■ Records for this task ■
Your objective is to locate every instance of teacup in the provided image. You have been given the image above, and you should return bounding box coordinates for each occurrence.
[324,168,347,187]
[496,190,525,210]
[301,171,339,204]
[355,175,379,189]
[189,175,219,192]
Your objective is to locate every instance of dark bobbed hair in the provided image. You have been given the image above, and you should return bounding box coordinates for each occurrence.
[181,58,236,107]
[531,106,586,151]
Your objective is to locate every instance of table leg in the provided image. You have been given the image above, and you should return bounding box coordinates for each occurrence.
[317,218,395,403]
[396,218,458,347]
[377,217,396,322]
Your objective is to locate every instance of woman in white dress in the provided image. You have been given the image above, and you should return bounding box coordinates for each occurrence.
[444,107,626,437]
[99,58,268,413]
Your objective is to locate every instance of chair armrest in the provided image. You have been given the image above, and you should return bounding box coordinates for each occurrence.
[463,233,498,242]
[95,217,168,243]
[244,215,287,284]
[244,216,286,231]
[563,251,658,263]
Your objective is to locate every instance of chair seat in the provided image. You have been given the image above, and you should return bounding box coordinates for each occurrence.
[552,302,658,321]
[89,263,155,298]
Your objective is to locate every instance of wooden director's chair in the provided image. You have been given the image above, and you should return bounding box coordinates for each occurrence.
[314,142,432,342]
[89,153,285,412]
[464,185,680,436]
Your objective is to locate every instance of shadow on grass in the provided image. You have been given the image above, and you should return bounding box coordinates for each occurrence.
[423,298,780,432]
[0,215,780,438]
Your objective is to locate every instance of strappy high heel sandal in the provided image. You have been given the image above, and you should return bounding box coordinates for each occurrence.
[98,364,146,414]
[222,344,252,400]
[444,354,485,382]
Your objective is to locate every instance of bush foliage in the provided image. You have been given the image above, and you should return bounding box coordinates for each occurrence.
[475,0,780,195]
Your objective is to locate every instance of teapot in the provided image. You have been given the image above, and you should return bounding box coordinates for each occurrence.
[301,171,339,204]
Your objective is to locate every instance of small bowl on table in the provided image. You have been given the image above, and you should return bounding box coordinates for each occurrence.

■ What is being asked ■
Please format the entire listing above as a Markdown table with two columns, Row and Line, giving each line its own numbered row and leaving out any blank lines.

■ Exercise result ■
| Row | Line |
|---|---|
| 1 | Your objective is to locate every instance of teacup in the provided image. You have been given the image above, and you should return bounding box coordinates for each occurrence. |
| 2 | [324,168,347,187] |
| 3 | [496,190,525,210] |
| 4 | [301,171,339,204] |
| 5 | [355,175,379,189] |
| 6 | [189,175,219,192] |
| 7 | Your objective is to locate every instance of dark bobbed hair in the provided image. You have been given the image above, and you should return bounding box coordinates for each occurrence. |
| 8 | [181,58,236,107] |
| 9 | [531,106,586,151] |
| 10 | Your objective is to locate every instance of table leg in the provided image. You have been given the image above, and you should return bounding box coordinates for each occurrence. |
| 11 | [317,218,395,403] |
| 12 | [396,218,458,347] |
| 13 | [377,217,396,322] |
| 14 | Your objective is to locate every instance of woman in white dress in the provided image. You have been given the image above, and you should return bounding box coordinates for each occurrence. |
| 15 | [444,107,626,437] |
| 16 | [99,58,268,413] |
| 17 | Your objective is to locate every instance of chair armrest in the provided image. You have been given the image above, and you should return bounding box coordinates for each occurrence. |
| 18 | [463,233,498,242] |
| 19 | [95,217,168,243] |
| 20 | [244,215,287,284] |
| 21 | [244,216,286,231] |
| 22 | [563,251,658,263] |
| 23 | Your objective is to locate every instance of chair seat in the provided image. You have been given the image above, and you should return bounding box coordinates for each occurrence. |
| 24 | [552,302,658,321] |
| 25 | [89,263,155,298] |
| 26 | Your objective is to locate every instance of wooden director's chair in the provided image. You have been given the image above, and you should return bounding box coordinates for each occurrence. |
| 27 | [314,142,432,342] |
| 28 | [89,153,285,412] |
| 29 | [464,185,680,436] |
| 30 | Your objective is to locate every instance of shadow on grass in the provided image. You have been given the image above, and you should return bounding box coordinates for each occurrence. |
| 31 | [423,298,780,432] |
| 32 | [0,215,780,438] |
| 33 | Your objective is to locate every instance of strappy high heel sandal in the provided image. You have been given the image above, and you should return bounding box coordinates for each occurrence. |
| 34 | [98,364,146,414] |
| 35 | [222,344,252,400] |
| 36 | [444,354,485,382] |
| 37 | Your objective is to locate every instance of bush foliage in the provided image. You have been given the image above, and you should return bounding box coordinates for each occurrence. |
| 38 | [475,0,780,195] |
| 39 | Your objective is to locate every instance of teapot in the provided image. You have been given the image above, and you should return bounding box coordinates for each occurrence. |
| 40 | [301,171,339,204] |
| 41 | Your objective is to locate every instance of small bowl on table in the provided image. You have been given the image above, and you should return bounding box coordinates for each occurrence. |